▶ [YOUR TASK] Identify every line of the material below that contains the string "plush", treating uppercase and lowercase letters as distinct, and copy each such line in full.

* BEGIN RECORDS SUPPLIED *

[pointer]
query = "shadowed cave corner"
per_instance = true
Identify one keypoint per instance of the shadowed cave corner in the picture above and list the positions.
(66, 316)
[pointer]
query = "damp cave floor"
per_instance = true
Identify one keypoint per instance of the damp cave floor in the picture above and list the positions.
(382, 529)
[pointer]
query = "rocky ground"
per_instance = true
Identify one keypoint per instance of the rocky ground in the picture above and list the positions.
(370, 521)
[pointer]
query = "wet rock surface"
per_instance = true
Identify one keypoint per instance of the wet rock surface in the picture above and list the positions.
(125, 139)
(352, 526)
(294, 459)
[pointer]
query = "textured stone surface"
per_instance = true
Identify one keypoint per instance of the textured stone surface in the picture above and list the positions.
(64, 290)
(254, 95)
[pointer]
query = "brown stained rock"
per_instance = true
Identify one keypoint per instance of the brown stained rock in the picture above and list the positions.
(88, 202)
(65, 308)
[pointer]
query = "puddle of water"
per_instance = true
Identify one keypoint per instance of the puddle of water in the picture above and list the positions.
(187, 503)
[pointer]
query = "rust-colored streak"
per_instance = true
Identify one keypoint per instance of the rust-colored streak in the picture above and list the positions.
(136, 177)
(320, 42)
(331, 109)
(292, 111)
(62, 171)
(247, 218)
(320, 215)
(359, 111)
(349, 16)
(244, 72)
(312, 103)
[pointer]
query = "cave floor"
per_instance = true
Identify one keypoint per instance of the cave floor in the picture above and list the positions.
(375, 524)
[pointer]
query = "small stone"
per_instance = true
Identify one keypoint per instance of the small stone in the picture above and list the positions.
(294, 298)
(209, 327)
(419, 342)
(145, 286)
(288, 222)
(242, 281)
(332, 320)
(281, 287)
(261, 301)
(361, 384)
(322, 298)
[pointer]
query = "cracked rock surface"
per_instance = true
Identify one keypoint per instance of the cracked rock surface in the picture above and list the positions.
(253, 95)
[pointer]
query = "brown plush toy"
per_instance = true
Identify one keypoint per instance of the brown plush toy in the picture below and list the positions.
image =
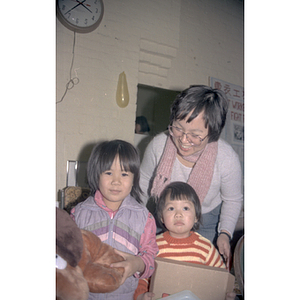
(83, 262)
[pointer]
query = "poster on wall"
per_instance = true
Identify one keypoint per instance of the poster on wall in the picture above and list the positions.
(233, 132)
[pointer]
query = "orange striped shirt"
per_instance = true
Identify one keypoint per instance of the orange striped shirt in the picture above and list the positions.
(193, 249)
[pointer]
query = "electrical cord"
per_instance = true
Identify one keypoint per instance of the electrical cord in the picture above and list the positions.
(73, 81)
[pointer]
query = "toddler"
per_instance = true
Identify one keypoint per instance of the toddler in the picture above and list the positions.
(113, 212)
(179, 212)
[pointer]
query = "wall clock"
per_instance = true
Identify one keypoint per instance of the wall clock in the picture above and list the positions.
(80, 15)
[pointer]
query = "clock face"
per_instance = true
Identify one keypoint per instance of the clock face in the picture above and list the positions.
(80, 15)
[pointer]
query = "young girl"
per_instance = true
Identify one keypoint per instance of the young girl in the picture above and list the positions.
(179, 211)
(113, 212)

* END RECORDS SUPPLIED *

▶ [RIGHT ANSWER]
query = "brown plush toy"
Identify one keypoint per instance of the brown plush toy in the picture below and list the positions.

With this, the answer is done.